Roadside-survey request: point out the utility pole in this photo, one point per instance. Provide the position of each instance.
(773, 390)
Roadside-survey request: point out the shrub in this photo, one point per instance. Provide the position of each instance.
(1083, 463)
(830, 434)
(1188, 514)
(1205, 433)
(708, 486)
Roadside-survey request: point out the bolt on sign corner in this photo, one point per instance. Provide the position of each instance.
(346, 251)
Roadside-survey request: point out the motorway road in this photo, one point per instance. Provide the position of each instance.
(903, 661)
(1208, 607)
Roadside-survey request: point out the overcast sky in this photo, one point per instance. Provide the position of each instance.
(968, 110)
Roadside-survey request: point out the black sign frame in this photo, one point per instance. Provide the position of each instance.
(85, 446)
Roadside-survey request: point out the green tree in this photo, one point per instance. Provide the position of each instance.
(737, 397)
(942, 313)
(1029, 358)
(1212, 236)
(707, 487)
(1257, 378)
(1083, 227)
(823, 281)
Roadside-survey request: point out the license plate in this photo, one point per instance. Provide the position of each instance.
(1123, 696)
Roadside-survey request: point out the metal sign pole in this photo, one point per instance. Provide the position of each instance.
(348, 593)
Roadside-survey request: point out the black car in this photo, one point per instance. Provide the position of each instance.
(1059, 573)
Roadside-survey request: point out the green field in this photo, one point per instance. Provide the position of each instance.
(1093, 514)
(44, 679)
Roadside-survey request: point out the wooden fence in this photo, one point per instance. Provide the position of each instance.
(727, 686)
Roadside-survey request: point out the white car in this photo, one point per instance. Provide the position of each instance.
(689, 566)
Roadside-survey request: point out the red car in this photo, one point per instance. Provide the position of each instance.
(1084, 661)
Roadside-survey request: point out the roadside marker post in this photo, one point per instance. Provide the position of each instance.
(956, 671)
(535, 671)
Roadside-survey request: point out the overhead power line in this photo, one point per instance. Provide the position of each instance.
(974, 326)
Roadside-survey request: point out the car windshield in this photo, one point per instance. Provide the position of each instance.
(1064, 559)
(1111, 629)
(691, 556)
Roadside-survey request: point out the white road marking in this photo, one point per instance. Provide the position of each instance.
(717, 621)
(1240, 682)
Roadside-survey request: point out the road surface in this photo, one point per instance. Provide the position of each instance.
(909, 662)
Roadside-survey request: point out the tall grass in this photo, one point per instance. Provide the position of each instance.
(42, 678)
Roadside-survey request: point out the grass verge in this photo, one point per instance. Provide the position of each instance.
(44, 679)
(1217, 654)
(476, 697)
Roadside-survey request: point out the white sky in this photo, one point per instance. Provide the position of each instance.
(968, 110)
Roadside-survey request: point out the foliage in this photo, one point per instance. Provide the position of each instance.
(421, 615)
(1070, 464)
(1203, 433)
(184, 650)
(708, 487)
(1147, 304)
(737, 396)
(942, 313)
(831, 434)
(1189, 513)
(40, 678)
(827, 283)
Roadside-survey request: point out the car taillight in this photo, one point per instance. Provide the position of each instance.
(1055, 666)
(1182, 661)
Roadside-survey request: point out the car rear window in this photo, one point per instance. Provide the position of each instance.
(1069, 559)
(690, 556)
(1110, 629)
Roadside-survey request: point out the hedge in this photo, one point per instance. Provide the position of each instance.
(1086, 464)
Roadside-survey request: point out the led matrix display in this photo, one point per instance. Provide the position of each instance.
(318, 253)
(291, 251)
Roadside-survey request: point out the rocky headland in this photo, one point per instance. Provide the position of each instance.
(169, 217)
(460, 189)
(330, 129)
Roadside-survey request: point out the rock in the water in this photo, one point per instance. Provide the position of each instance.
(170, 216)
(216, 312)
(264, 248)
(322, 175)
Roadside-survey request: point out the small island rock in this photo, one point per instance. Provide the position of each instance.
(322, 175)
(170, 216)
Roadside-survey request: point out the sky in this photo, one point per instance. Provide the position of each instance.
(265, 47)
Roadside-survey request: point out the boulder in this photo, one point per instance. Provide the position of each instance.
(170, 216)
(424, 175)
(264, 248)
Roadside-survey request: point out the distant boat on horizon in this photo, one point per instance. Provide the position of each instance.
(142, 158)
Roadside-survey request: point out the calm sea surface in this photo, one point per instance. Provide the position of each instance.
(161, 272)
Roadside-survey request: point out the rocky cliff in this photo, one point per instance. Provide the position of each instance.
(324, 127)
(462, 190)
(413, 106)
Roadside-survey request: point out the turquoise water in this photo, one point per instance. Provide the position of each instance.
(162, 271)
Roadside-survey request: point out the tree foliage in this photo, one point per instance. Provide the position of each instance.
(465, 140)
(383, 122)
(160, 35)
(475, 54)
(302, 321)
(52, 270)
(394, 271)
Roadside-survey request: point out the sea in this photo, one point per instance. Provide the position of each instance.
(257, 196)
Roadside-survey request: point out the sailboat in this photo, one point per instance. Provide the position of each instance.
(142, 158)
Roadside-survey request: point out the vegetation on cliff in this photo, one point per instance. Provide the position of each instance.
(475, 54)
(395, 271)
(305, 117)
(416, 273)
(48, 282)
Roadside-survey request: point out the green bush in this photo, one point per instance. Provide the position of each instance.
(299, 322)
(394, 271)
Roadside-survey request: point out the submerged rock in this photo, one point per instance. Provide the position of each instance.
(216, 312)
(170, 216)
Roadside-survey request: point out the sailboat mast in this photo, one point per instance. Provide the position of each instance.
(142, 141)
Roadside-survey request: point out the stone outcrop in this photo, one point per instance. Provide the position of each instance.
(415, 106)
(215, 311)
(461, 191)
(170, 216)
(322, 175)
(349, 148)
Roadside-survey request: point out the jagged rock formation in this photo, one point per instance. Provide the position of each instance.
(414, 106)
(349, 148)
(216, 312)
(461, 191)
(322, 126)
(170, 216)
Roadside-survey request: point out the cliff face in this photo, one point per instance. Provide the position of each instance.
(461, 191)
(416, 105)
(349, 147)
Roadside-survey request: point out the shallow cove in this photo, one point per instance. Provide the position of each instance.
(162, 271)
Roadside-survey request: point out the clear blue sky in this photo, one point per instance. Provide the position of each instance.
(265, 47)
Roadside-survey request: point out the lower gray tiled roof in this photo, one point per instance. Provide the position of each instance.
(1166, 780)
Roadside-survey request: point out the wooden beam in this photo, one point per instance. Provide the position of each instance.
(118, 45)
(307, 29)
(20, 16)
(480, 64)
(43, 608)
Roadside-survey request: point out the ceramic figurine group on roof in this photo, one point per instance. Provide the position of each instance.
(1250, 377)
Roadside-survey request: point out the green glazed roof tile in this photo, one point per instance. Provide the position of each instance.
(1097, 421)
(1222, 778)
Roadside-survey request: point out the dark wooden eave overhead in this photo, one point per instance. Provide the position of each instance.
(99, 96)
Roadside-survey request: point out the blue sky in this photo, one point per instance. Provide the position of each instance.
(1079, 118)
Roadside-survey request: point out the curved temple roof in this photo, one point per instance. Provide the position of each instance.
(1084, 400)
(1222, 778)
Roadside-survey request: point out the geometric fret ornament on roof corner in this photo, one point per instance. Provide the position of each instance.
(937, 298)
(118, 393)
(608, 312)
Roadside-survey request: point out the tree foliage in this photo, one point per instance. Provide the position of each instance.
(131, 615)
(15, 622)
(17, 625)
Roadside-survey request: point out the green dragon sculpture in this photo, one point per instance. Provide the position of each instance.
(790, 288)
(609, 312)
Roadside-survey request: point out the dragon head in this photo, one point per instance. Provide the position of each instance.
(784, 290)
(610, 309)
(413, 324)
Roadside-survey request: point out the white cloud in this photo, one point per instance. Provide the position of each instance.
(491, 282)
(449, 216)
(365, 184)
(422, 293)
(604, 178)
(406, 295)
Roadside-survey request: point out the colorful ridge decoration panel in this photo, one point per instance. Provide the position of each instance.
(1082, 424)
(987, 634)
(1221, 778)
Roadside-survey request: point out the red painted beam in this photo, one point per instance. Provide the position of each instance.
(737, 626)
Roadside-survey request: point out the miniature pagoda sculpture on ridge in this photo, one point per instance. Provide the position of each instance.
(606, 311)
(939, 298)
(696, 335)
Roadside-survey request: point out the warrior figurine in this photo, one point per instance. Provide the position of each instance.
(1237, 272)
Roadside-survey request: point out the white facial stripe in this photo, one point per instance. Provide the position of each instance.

WRITTEN EXERCISE:
Format the part of the records above that opens with the line containing "Roadside-survey request: point out the green tree" and closes with the line containing "(1123, 696)" as a JSON list of strings, one string per line, leaving out blank lines.

RESULT FOR THIS TASK:
[
  "Roadside-survey request: point out the green tree in this photo, one point per instance. Provide the position of each instance.",
  "(737, 397)",
  "(942, 313)",
  "(1029, 358)",
  "(1212, 236)",
  "(707, 487)",
  "(1257, 378)",
  "(1083, 227)",
  "(823, 281)",
  "Roadside-survey request: point out the license plate in this photo, one point per instance. Provide the position of each instance.",
  "(1123, 696)"
]